_AIM OF THE EXERCISE_:
Copy each line of the data that has "long" in it.

_THE INPUT_:
⟨

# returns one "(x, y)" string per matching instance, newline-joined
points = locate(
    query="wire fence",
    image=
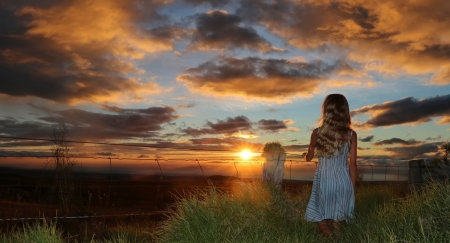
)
(105, 190)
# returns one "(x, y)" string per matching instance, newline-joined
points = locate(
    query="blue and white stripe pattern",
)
(332, 195)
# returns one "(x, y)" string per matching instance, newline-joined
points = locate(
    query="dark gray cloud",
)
(228, 126)
(88, 126)
(405, 111)
(217, 30)
(411, 152)
(361, 148)
(397, 141)
(105, 154)
(365, 30)
(271, 79)
(213, 3)
(271, 125)
(128, 120)
(366, 139)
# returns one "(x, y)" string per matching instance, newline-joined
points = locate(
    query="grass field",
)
(255, 212)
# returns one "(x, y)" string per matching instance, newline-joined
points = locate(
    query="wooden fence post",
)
(415, 177)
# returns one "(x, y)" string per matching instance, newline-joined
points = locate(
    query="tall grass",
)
(35, 233)
(260, 213)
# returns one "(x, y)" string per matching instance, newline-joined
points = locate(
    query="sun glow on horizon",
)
(245, 154)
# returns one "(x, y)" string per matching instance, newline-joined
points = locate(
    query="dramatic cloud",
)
(218, 30)
(411, 152)
(361, 148)
(366, 139)
(405, 111)
(78, 50)
(385, 36)
(129, 120)
(271, 125)
(397, 141)
(88, 126)
(229, 126)
(270, 79)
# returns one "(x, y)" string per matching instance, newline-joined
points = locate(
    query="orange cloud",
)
(93, 25)
(256, 78)
(82, 51)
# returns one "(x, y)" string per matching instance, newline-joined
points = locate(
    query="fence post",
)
(290, 171)
(415, 177)
(159, 184)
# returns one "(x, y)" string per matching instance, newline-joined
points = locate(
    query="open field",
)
(104, 202)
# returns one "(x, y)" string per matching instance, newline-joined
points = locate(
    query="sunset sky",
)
(223, 74)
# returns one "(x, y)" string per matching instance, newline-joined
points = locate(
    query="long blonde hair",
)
(335, 126)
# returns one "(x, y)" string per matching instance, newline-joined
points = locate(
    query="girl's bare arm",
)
(353, 154)
(312, 146)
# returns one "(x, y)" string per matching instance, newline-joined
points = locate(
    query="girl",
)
(333, 193)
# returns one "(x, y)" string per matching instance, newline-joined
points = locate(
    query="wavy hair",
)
(335, 126)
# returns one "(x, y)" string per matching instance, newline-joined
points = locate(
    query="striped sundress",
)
(332, 195)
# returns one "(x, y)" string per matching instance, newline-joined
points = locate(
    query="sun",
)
(245, 154)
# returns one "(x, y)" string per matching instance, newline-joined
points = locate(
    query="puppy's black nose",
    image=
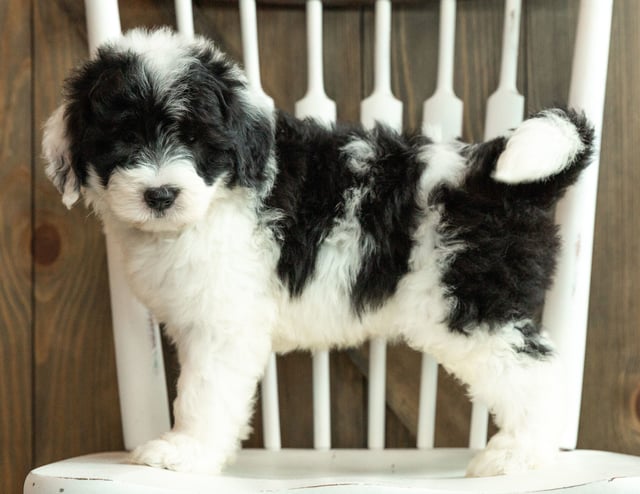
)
(160, 198)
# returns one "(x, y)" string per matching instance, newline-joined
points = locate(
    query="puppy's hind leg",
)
(515, 373)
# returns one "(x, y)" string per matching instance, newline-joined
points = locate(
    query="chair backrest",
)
(143, 396)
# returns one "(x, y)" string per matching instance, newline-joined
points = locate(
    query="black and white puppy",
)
(247, 231)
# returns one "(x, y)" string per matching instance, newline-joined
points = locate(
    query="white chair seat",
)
(337, 471)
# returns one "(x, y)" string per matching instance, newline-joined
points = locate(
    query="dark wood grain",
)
(610, 416)
(76, 403)
(15, 238)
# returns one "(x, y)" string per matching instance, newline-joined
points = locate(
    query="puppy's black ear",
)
(56, 151)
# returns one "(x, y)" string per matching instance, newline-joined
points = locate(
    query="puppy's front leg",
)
(218, 377)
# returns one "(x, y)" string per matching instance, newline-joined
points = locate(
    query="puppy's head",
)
(154, 128)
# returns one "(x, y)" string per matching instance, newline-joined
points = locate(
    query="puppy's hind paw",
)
(178, 452)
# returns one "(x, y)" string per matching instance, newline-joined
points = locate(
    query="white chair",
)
(425, 470)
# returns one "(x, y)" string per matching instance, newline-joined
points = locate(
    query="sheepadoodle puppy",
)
(247, 231)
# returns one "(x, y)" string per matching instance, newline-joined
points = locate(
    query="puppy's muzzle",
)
(161, 198)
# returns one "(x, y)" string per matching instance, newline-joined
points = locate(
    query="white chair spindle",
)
(321, 400)
(316, 104)
(184, 17)
(249, 28)
(442, 112)
(505, 107)
(427, 406)
(377, 393)
(103, 22)
(382, 107)
(144, 404)
(270, 406)
(505, 110)
(567, 304)
(269, 385)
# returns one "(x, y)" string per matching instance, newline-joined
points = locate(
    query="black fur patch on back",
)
(310, 190)
(308, 193)
(388, 216)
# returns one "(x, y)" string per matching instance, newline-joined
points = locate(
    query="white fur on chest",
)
(208, 275)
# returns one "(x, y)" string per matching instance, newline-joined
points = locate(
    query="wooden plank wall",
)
(58, 393)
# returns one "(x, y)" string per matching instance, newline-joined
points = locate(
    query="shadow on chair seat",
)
(385, 471)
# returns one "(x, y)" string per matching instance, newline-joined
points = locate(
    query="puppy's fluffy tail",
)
(551, 149)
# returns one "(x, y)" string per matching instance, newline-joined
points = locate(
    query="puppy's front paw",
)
(179, 452)
(504, 456)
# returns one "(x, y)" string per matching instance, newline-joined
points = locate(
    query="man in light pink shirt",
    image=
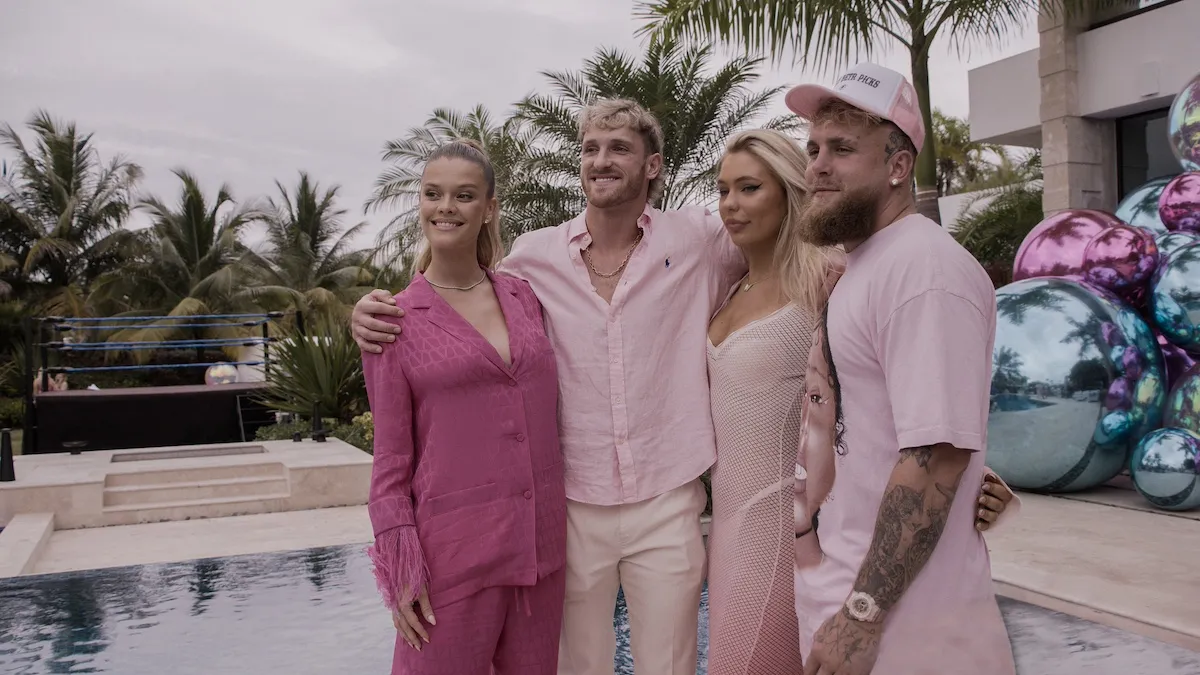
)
(903, 581)
(627, 293)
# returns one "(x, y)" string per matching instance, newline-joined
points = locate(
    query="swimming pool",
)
(317, 611)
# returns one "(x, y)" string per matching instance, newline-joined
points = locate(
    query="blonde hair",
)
(623, 113)
(489, 248)
(804, 269)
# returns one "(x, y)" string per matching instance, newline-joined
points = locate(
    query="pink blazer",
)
(466, 448)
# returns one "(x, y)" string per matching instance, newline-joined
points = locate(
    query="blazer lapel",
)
(514, 316)
(441, 314)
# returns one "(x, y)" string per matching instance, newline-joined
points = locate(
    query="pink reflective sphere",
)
(1055, 246)
(1179, 205)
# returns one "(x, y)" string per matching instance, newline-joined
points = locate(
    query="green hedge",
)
(359, 432)
(12, 413)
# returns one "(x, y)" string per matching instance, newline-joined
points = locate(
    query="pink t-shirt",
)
(910, 328)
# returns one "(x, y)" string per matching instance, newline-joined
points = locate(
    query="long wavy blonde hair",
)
(805, 272)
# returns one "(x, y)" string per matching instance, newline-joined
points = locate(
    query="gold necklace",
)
(629, 254)
(457, 287)
(748, 285)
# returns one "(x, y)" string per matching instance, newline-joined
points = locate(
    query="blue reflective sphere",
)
(1164, 469)
(1077, 381)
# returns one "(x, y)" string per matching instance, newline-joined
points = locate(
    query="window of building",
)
(1144, 150)
(1125, 10)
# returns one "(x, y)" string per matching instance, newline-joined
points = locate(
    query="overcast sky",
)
(247, 91)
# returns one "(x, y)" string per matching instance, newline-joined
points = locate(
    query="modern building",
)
(1095, 97)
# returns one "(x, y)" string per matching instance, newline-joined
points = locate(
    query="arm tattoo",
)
(921, 455)
(909, 527)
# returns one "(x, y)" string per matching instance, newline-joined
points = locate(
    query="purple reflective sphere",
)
(1176, 362)
(1121, 258)
(1179, 205)
(1055, 246)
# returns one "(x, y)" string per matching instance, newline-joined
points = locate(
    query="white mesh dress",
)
(757, 384)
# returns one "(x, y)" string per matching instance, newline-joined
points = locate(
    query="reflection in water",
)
(1077, 382)
(318, 613)
(247, 614)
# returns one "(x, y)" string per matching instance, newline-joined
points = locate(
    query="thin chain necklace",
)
(629, 254)
(748, 285)
(457, 287)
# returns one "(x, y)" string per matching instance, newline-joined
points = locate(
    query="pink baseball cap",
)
(871, 88)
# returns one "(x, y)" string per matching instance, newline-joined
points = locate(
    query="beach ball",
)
(1164, 469)
(1077, 382)
(221, 374)
(1183, 125)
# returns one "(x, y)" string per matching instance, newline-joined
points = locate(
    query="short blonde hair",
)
(489, 248)
(803, 268)
(623, 113)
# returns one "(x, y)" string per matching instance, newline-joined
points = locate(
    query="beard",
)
(850, 217)
(629, 191)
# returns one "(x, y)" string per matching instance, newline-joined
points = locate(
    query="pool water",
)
(317, 611)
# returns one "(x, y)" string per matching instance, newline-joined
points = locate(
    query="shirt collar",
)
(577, 230)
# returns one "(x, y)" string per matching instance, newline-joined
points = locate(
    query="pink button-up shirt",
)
(634, 411)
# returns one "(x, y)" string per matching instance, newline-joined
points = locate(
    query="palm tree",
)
(61, 209)
(833, 31)
(508, 143)
(699, 109)
(537, 150)
(960, 161)
(309, 264)
(192, 262)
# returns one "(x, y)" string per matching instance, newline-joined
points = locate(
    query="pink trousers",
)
(502, 631)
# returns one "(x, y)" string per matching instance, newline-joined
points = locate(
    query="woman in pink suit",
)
(467, 495)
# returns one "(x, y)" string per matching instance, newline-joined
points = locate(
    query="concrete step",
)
(251, 487)
(195, 475)
(187, 509)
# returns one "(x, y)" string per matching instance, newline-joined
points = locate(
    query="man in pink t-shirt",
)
(901, 583)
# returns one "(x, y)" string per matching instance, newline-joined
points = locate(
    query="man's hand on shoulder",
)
(367, 330)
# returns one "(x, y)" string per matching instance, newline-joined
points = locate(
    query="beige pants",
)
(652, 549)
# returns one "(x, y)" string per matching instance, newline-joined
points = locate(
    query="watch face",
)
(861, 605)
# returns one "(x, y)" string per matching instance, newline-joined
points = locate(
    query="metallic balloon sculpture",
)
(1171, 242)
(1164, 469)
(1175, 298)
(1140, 207)
(1055, 246)
(1183, 125)
(1098, 341)
(1179, 205)
(1121, 258)
(1077, 382)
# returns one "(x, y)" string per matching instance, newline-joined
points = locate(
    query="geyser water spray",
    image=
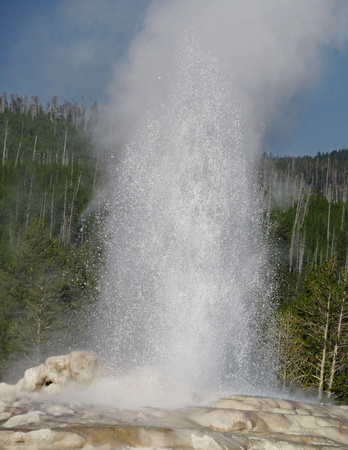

⟩

_TASK SOLUTION_:
    query="long blonde hair",
    query="long wavy blonde hair",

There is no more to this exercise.